* Task
Rewrite every line of the data from the line with "Question: Outline the stack" to the line with "[200,18,549,272]", both included, and add -19 to each bounding box coordinate in the answers while keeping all other text unchanged.

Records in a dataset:

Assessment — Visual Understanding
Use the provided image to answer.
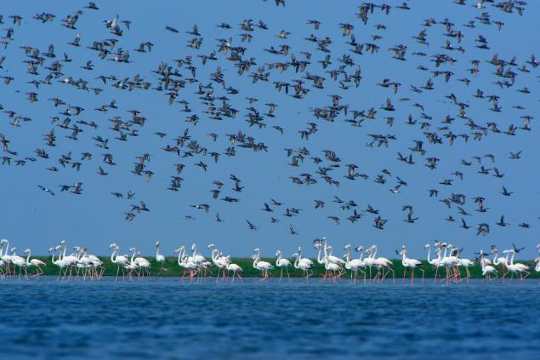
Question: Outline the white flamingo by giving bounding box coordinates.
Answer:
[399,245,424,284]
[251,248,274,280]
[276,250,291,279]
[24,249,47,276]
[154,240,165,272]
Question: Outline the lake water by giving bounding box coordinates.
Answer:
[0,278,540,359]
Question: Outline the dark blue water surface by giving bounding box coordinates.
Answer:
[0,278,540,359]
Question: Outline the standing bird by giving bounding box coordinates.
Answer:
[251,248,274,280]
[276,250,291,279]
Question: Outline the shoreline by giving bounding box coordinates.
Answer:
[16,256,540,281]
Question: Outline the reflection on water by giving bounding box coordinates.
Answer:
[0,278,540,359]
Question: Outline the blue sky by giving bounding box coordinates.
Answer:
[0,1,540,257]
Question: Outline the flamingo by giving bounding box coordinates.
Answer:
[154,240,165,273]
[479,250,497,280]
[441,243,459,282]
[276,250,291,279]
[344,244,365,281]
[109,243,129,280]
[424,241,442,281]
[0,239,15,275]
[24,249,47,276]
[175,246,198,280]
[227,263,243,281]
[11,247,28,277]
[534,244,540,272]
[503,249,529,280]
[133,251,151,276]
[251,248,274,280]
[370,245,395,281]
[398,245,424,284]
[292,252,313,280]
[208,244,229,281]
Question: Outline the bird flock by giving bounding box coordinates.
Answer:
[0,0,540,258]
[0,237,540,283]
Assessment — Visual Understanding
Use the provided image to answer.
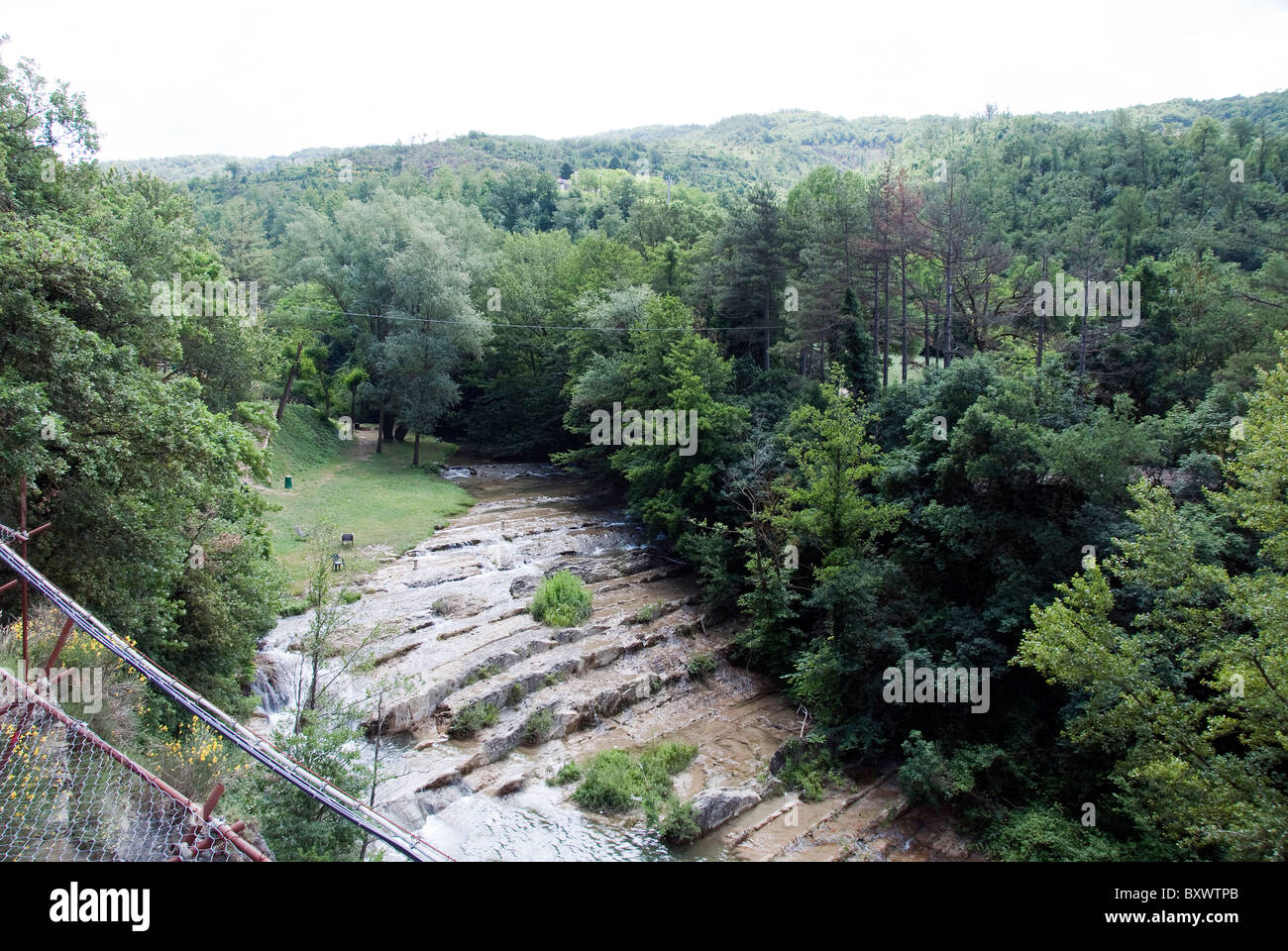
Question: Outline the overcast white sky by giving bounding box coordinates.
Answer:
[0,0,1288,158]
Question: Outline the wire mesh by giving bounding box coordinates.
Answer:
[0,672,262,862]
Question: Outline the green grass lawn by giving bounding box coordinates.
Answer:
[262,404,473,594]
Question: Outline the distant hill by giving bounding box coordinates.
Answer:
[104,90,1288,191]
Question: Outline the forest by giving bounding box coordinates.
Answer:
[0,37,1288,861]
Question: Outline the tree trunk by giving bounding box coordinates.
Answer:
[899,254,909,382]
[881,262,890,389]
[277,340,304,423]
[1037,256,1047,370]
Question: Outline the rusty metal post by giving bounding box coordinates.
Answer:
[18,473,31,677]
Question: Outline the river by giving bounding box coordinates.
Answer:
[252,456,967,861]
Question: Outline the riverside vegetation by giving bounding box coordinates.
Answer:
[0,41,1288,860]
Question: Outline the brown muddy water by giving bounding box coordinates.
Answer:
[252,456,969,861]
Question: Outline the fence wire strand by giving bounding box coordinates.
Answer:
[0,672,266,862]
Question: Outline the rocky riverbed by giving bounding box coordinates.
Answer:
[253,456,969,861]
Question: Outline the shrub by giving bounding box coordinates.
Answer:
[572,750,645,812]
[572,742,698,823]
[635,600,662,624]
[690,654,716,681]
[528,570,591,627]
[465,664,501,687]
[657,796,702,845]
[546,760,585,786]
[447,702,501,738]
[778,738,845,802]
[280,598,309,617]
[523,706,555,746]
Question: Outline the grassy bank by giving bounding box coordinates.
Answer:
[262,406,472,594]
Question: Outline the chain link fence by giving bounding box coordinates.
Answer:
[0,670,267,862]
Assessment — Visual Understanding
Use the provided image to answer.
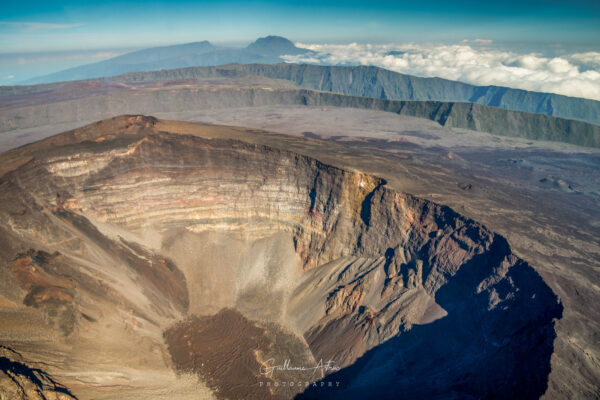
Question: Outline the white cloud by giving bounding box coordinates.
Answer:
[91,51,119,58]
[285,39,600,100]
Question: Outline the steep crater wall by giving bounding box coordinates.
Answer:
[0,118,562,398]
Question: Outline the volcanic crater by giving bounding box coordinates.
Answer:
[0,116,562,399]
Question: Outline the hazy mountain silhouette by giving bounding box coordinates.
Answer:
[24,36,310,84]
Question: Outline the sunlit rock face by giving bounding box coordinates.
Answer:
[0,117,562,398]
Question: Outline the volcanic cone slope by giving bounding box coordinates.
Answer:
[0,116,562,398]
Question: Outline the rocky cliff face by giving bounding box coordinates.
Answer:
[0,84,600,147]
[0,116,562,398]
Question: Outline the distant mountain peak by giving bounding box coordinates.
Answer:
[246,35,308,55]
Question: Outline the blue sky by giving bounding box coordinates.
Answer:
[0,0,600,53]
[0,0,600,88]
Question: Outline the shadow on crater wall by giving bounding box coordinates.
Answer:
[296,236,563,399]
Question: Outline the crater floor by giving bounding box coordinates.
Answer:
[0,116,562,398]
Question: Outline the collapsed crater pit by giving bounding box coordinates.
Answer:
[0,119,562,398]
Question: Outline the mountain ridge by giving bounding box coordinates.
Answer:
[21,61,600,125]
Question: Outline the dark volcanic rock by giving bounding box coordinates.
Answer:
[0,116,562,398]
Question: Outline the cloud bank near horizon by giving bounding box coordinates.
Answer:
[284,39,600,100]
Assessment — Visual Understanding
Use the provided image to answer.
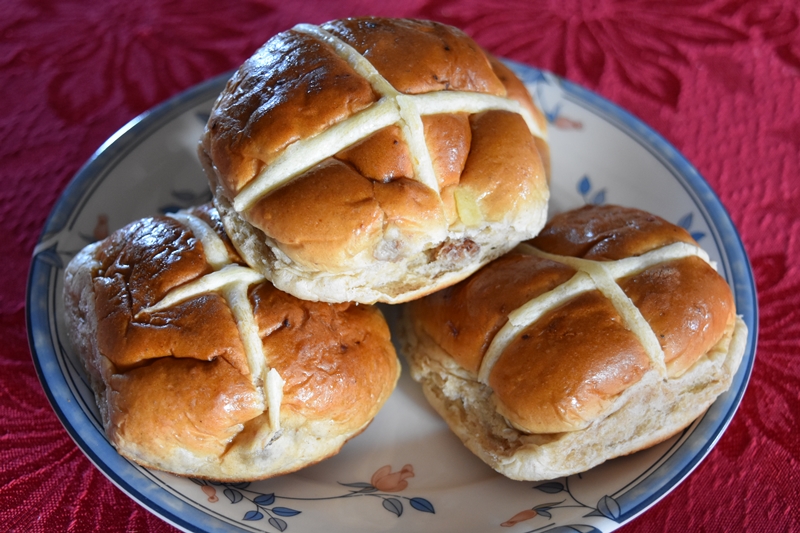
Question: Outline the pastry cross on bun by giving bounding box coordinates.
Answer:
[403,206,747,480]
[199,18,549,303]
[64,205,400,481]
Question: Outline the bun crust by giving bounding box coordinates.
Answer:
[199,18,549,303]
[64,206,399,481]
[403,206,747,480]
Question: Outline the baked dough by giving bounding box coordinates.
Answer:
[199,18,549,303]
[401,206,747,480]
[64,205,400,481]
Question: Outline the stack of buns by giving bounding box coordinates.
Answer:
[64,18,745,481]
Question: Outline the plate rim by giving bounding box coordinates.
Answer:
[25,59,758,533]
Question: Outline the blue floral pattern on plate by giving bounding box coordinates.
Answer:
[27,63,757,533]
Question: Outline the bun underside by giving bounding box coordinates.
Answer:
[401,308,747,481]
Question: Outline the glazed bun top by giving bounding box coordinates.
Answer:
[410,206,735,433]
[83,206,399,479]
[200,18,549,272]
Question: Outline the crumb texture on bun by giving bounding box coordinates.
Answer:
[199,18,549,303]
[64,205,400,481]
[402,205,747,480]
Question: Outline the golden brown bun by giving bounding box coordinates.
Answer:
[64,206,399,481]
[403,206,747,480]
[199,18,549,303]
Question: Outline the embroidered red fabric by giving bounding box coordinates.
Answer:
[0,0,800,532]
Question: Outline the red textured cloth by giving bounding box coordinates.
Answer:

* The reply
Question: Outline the stack of buns by giving bounding box coordinates.
Answer:
[45,-1,726,462]
Question: Outline the plate rim by giving bounding box coordinates.
Answer:
[6,40,739,514]
Question: Outline the blue floral pattern on plate by giving bounding box coordinates.
Answer:
[8,44,738,514]
Question: Outline the bun underside by giving bounding box coordinates.
Answer:
[382,289,728,462]
Question: Outline the glazed bun top by giving bounding box coordinates.
Answer:
[391,187,716,414]
[64,187,380,460]
[181,-1,530,253]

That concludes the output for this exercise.